WHAT IS EXPECTED: Each entry is to be printed again word for word.

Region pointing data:
*****

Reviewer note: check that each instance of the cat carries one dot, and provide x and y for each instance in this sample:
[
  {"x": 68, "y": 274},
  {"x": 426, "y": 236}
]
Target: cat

*****

WRITTEN REPLY:
Reviewer note: check that each instance of the cat carries one dot, and provide x and y for each instance in this sample:
[
  {"x": 68, "y": 274},
  {"x": 426, "y": 236}
]
Target: cat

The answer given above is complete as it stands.